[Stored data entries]
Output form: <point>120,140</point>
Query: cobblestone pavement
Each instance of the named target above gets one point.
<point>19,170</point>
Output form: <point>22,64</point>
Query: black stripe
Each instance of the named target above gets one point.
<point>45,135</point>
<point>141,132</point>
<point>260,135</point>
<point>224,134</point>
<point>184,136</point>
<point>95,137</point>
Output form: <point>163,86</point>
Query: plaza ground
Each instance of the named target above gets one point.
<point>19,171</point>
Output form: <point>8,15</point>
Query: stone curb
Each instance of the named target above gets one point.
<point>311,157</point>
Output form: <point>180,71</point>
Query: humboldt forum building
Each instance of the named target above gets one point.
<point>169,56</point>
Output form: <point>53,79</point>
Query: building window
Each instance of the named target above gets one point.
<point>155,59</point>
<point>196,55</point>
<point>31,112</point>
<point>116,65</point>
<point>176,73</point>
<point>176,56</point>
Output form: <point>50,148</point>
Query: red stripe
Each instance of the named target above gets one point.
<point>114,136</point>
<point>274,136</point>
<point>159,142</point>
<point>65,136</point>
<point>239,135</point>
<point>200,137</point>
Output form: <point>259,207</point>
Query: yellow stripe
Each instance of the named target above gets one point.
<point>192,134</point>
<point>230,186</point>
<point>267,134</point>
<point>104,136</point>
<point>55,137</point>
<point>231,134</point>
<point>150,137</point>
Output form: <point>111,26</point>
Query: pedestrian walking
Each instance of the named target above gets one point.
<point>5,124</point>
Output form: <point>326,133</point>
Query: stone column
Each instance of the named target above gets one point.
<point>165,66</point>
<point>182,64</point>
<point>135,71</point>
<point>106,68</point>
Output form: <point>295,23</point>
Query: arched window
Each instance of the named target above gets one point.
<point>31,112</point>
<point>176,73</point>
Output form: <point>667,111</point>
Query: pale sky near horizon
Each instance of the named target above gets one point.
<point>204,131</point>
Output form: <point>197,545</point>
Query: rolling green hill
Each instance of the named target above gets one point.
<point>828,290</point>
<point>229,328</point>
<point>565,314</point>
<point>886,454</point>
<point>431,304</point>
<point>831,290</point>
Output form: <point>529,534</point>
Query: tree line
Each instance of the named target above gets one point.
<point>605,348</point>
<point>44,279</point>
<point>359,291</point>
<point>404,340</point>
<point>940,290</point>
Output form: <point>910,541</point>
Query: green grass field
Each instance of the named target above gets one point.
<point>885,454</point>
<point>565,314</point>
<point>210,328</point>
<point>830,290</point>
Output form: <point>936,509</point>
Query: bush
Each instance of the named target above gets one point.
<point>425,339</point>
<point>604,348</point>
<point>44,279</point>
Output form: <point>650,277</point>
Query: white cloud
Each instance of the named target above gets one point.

• Brief:
With every line kept whole, write out the records again exactly.

• Result:
Output form: <point>120,140</point>
Query: cobblestone pavement
Each instance of the named target above gets one point.
<point>19,170</point>
Output form: <point>22,64</point>
Query: black stripe
Each instance of the named target above gets one point.
<point>45,135</point>
<point>141,132</point>
<point>260,135</point>
<point>224,134</point>
<point>184,136</point>
<point>95,137</point>
Output form: <point>163,86</point>
Query: plaza ground
Each instance of the named target above gets one point.
<point>19,171</point>
Output form: <point>8,15</point>
Query: stone curb
Each instance of the named target above gets one point.
<point>311,157</point>
Output form: <point>180,71</point>
Query: humboldt forum building
Each instance of the named target above gets one point.
<point>169,56</point>
Output form: <point>53,79</point>
Query: building window
Each instance of the named target above gets one point.
<point>155,59</point>
<point>196,55</point>
<point>31,112</point>
<point>116,65</point>
<point>176,73</point>
<point>176,56</point>
Output form: <point>50,148</point>
Query: red stripe
Each instance of the named target above gets one point.
<point>114,136</point>
<point>274,136</point>
<point>159,142</point>
<point>65,136</point>
<point>239,135</point>
<point>200,137</point>
Output form: <point>259,207</point>
Query: yellow stripe
Each instance of the named target above gets one point.
<point>192,134</point>
<point>230,186</point>
<point>267,134</point>
<point>104,136</point>
<point>55,137</point>
<point>231,134</point>
<point>150,137</point>
Output form: <point>111,26</point>
Query: pedestrian walking
Each instance of the named target above gets one point.
<point>5,124</point>
Output form: <point>326,133</point>
Query: stone column
Each instance of the named target above gets one point.
<point>165,66</point>
<point>182,64</point>
<point>135,71</point>
<point>106,68</point>
Output form: <point>295,23</point>
Query: arched window
Each instance of the named target above gets one point.
<point>31,112</point>
<point>176,73</point>
Output form: <point>667,111</point>
Query: pale sky near horizon
Each instance of the named target above gets one point.
<point>204,131</point>
Output form: <point>197,545</point>
Query: rolling green hill
Each instance of the named target above gets one point.
<point>828,290</point>
<point>229,328</point>
<point>565,314</point>
<point>886,454</point>
<point>431,304</point>
<point>831,290</point>
Output form: <point>529,534</point>
Query: tree line
Each instance of the named target above gets one point.
<point>605,348</point>
<point>44,279</point>
<point>359,291</point>
<point>404,340</point>
<point>940,290</point>
Output form: <point>910,541</point>
Query: green grass field
Each instance of the named target above gets one point.
<point>885,454</point>
<point>565,314</point>
<point>210,328</point>
<point>830,290</point>
Output form: <point>936,509</point>
Query: bush
Each instance of the named target above gets one point.
<point>425,339</point>
<point>604,348</point>
<point>44,279</point>
Output form: <point>650,277</point>
Query: white cloud
Each instance of the named target above gets one point.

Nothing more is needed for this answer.